[DATASET EXCERPTS — start]
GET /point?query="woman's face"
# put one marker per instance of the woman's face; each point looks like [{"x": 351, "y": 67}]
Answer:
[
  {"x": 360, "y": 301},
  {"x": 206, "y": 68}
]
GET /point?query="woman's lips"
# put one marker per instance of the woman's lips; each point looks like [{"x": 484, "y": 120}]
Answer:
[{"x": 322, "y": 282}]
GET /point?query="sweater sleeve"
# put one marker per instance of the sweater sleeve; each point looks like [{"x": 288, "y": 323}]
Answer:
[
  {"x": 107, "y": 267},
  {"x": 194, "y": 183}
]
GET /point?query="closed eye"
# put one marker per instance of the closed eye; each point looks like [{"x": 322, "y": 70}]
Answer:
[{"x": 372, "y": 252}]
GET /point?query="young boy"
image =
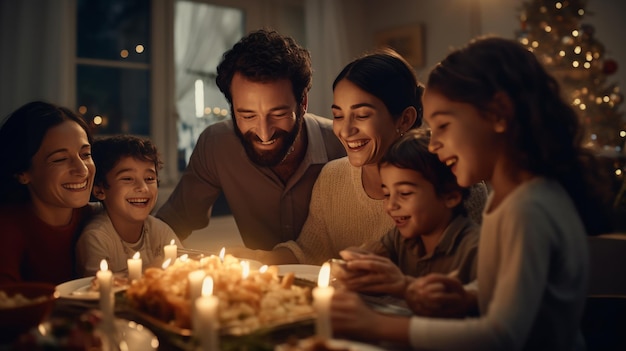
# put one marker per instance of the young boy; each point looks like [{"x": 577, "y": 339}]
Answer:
[
  {"x": 432, "y": 233},
  {"x": 126, "y": 183}
]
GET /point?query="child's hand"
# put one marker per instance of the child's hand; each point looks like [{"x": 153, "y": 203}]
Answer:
[
  {"x": 439, "y": 295},
  {"x": 350, "y": 316},
  {"x": 370, "y": 273}
]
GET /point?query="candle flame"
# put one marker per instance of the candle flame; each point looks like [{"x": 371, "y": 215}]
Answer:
[
  {"x": 207, "y": 286},
  {"x": 245, "y": 269},
  {"x": 323, "y": 279},
  {"x": 104, "y": 266},
  {"x": 166, "y": 263}
]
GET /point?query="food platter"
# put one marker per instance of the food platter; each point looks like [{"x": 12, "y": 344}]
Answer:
[{"x": 233, "y": 338}]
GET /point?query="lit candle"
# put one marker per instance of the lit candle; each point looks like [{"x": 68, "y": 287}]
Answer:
[
  {"x": 105, "y": 280},
  {"x": 134, "y": 267},
  {"x": 205, "y": 317},
  {"x": 245, "y": 269},
  {"x": 195, "y": 284},
  {"x": 170, "y": 251},
  {"x": 322, "y": 296},
  {"x": 222, "y": 254}
]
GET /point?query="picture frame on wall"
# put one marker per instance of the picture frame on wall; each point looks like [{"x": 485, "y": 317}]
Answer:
[{"x": 408, "y": 41}]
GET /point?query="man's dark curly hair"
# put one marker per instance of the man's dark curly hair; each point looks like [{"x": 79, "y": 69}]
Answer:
[
  {"x": 266, "y": 56},
  {"x": 108, "y": 151}
]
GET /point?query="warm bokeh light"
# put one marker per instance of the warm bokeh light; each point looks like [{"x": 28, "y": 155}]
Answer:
[{"x": 207, "y": 286}]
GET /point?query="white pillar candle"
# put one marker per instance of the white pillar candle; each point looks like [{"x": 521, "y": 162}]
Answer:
[
  {"x": 205, "y": 319},
  {"x": 134, "y": 267},
  {"x": 105, "y": 280},
  {"x": 195, "y": 284},
  {"x": 170, "y": 251},
  {"x": 322, "y": 296}
]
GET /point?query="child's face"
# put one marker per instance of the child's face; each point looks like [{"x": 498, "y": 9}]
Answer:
[
  {"x": 62, "y": 171},
  {"x": 132, "y": 192},
  {"x": 462, "y": 138},
  {"x": 411, "y": 201},
  {"x": 362, "y": 123}
]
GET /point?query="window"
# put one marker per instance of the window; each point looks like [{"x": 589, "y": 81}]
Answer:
[{"x": 113, "y": 65}]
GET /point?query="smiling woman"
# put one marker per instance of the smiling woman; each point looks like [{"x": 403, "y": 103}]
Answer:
[{"x": 45, "y": 184}]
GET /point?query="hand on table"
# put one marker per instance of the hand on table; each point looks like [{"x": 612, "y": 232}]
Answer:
[
  {"x": 370, "y": 273},
  {"x": 439, "y": 295}
]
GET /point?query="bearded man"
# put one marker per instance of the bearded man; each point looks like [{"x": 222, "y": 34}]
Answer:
[{"x": 264, "y": 160}]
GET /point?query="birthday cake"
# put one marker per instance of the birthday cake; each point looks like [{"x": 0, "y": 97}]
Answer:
[{"x": 248, "y": 298}]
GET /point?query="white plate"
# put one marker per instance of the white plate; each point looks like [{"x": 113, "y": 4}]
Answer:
[
  {"x": 134, "y": 335},
  {"x": 302, "y": 271},
  {"x": 336, "y": 344},
  {"x": 79, "y": 289}
]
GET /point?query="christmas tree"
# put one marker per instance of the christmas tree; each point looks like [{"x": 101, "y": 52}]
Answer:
[{"x": 554, "y": 31}]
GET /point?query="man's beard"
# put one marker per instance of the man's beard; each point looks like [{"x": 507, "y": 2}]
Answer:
[{"x": 271, "y": 158}]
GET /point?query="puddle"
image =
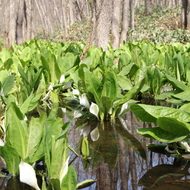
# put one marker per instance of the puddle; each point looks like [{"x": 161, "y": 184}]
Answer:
[
  {"x": 157, "y": 172},
  {"x": 129, "y": 170}
]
[DATASET EXCERPTS — finish]
▸ WHAT THIS TASK INVOLVES: The required output is the stretch of entries above from the line containing "# put one marker per instance of the woman's face;" through the line containing "# put one marker per instance of the woman's lips;", reproduced exactly.

▸ ANSWER SECTION:
# put one marker per instance of the woman's face; each point looks like [{"x": 351, "y": 67}]
Answer:
[
  {"x": 360, "y": 301},
  {"x": 206, "y": 68}
]
GET /point?query="woman's lips"
# put one marker per instance of the woman's lips; each point looks like [{"x": 484, "y": 120}]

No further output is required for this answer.